• [REQUIREMENT] Only the lines from the one with "Locate the curved" through the end of the material below belong in the reply; transcribe them exactly.
═══ DATA FOR THIS EXERCISE ═══
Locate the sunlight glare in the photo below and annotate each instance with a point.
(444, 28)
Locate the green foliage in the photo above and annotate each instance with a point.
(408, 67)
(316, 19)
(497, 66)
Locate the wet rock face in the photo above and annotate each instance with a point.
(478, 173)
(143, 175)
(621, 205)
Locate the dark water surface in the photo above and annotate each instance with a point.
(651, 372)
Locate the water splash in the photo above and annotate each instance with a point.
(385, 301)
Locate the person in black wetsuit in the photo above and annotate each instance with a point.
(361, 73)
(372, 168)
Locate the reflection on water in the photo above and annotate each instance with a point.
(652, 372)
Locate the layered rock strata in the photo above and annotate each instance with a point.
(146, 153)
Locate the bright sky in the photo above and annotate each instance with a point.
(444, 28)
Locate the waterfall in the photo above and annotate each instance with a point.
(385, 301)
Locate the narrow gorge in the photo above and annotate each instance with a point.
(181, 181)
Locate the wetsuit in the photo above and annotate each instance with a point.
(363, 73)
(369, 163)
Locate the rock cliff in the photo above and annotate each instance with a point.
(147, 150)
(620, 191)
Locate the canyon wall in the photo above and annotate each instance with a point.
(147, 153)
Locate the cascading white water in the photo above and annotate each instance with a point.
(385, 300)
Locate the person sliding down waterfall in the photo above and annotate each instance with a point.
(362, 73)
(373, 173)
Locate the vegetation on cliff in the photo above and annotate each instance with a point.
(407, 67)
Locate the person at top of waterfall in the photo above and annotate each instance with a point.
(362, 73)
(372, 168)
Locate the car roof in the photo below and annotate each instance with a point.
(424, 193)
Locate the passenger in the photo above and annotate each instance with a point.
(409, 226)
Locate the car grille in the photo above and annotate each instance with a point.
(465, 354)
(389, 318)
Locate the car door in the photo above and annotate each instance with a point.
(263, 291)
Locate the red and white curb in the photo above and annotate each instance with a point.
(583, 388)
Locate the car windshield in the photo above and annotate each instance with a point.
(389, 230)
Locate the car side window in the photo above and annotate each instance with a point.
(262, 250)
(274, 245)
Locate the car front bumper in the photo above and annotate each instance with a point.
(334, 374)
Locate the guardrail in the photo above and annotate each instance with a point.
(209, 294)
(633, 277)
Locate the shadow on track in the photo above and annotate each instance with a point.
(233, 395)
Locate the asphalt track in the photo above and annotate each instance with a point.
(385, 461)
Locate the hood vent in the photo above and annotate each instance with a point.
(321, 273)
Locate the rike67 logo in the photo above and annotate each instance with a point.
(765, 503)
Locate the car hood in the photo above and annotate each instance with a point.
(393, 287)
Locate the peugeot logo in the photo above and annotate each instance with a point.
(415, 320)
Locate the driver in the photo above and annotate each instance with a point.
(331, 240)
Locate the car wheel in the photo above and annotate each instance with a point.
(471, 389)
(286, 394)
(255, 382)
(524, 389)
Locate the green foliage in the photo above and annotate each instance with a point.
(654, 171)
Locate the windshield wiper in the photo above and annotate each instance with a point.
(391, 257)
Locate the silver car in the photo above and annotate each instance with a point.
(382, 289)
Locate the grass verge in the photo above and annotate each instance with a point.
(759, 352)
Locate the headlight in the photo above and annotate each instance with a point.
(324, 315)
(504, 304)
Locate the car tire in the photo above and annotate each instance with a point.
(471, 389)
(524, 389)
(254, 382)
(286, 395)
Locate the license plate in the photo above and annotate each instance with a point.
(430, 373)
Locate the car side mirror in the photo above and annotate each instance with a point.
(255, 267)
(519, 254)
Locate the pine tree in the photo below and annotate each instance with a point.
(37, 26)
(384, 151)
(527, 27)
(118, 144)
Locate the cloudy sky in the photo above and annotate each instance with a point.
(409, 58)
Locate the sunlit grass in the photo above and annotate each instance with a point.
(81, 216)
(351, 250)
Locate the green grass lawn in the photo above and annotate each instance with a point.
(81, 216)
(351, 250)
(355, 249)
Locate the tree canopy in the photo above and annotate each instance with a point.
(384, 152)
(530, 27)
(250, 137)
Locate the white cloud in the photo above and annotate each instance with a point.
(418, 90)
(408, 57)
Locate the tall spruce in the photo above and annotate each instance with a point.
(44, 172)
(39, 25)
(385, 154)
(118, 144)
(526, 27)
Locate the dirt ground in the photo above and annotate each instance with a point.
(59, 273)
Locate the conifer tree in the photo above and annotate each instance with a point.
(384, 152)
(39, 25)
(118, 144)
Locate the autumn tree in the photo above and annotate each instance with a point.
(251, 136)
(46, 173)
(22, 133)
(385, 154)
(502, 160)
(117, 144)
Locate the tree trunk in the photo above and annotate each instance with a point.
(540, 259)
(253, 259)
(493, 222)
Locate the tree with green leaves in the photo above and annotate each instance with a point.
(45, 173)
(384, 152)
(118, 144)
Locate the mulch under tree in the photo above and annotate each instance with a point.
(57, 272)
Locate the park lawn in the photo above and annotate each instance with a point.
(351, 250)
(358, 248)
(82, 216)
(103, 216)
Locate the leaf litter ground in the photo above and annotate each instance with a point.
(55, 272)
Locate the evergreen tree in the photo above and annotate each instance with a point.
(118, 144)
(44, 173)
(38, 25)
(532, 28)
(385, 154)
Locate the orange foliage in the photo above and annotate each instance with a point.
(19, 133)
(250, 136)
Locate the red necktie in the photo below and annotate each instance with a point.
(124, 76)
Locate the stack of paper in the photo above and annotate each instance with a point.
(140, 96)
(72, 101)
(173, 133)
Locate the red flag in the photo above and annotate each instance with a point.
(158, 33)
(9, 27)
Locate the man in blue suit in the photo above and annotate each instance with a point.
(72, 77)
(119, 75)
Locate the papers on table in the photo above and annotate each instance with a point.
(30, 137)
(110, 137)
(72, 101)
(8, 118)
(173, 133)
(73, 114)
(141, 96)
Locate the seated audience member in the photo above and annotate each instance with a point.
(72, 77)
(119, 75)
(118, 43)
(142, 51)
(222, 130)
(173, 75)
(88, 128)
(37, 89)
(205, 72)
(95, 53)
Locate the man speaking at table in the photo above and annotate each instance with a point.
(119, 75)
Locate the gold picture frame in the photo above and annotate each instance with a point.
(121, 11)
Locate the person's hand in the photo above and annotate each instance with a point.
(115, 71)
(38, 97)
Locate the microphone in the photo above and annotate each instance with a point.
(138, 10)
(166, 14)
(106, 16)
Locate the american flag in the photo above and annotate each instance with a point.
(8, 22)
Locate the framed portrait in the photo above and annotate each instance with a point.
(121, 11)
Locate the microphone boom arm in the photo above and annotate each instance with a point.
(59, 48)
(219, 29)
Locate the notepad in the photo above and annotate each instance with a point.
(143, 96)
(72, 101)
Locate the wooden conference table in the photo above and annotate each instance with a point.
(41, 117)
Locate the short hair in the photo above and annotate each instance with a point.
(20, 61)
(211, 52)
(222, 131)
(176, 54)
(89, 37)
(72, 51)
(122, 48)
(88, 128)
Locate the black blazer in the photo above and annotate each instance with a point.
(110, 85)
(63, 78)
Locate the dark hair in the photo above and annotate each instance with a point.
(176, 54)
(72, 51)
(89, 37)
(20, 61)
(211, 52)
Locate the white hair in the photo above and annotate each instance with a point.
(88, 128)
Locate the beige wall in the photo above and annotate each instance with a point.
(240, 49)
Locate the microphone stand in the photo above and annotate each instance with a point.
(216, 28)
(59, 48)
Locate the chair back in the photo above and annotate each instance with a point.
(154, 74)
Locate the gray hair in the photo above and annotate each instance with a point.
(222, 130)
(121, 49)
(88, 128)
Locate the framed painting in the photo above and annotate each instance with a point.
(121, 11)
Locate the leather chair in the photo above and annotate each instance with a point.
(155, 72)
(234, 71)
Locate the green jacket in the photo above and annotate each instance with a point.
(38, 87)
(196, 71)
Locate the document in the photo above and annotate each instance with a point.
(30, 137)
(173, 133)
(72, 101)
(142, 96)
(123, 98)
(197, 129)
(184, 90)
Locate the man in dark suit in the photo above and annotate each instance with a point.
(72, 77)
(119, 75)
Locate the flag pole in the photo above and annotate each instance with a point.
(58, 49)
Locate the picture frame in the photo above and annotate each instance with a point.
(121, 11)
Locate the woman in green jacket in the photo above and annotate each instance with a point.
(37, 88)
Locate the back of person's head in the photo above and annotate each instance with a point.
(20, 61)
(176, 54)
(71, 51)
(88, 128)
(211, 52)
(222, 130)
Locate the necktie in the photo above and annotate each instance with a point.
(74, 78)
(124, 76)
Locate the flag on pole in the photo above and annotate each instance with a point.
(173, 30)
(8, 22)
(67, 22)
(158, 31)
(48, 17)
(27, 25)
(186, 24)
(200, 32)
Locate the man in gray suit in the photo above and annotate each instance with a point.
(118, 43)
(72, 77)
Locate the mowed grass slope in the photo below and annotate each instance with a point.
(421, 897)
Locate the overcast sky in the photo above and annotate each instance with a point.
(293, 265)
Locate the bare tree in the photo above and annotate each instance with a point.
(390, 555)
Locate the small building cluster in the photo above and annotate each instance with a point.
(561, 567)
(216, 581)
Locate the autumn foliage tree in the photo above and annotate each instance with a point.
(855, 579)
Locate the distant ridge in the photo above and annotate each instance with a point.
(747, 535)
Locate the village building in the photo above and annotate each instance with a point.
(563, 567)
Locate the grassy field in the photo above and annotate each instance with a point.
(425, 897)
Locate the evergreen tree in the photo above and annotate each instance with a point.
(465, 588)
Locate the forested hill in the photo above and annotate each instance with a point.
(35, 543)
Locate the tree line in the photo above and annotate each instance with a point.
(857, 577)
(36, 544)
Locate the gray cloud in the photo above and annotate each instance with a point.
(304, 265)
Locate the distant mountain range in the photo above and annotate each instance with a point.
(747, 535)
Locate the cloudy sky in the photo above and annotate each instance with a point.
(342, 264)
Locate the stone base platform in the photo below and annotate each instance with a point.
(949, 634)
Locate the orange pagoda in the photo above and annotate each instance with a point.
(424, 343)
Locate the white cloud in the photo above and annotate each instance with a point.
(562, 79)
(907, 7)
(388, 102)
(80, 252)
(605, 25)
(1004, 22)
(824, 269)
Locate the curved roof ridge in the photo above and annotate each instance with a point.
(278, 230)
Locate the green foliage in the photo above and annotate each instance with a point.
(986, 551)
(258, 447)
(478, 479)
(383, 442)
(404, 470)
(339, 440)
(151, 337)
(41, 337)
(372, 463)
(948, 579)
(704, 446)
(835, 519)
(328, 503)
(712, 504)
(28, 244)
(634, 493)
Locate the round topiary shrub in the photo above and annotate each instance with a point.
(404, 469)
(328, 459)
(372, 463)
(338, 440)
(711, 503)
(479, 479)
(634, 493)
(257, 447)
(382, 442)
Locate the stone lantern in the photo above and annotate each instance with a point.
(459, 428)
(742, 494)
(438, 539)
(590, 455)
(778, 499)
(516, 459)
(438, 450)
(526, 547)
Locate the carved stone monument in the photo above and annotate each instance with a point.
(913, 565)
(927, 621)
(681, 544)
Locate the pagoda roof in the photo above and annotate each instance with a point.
═══
• [TASK RESULT]
Locate the curved roof ridge in the photo above and annotate each instance with a point.
(278, 230)
Locate the green foliage in the photo above and annotate each instance with a point.
(986, 551)
(258, 447)
(478, 479)
(383, 442)
(404, 470)
(339, 440)
(151, 337)
(41, 337)
(372, 463)
(948, 579)
(704, 446)
(835, 519)
(328, 503)
(712, 504)
(28, 244)
(634, 493)
Locate the round topiary shrub in the photo above and annotate each instance with a point.
(404, 469)
(328, 459)
(372, 463)
(338, 440)
(711, 503)
(479, 479)
(634, 493)
(257, 447)
(382, 442)
Locate the stone lantern in the photo above and annotate each instance with a point.
(459, 428)
(742, 494)
(438, 539)
(590, 455)
(778, 499)
(516, 459)
(438, 450)
(526, 547)
Locate the carved stone monument in the photo above and annotate each instance with a point.
(913, 565)
(927, 621)
(681, 544)
Locate the pagoda roof in the photo above and annotate each instance with a point.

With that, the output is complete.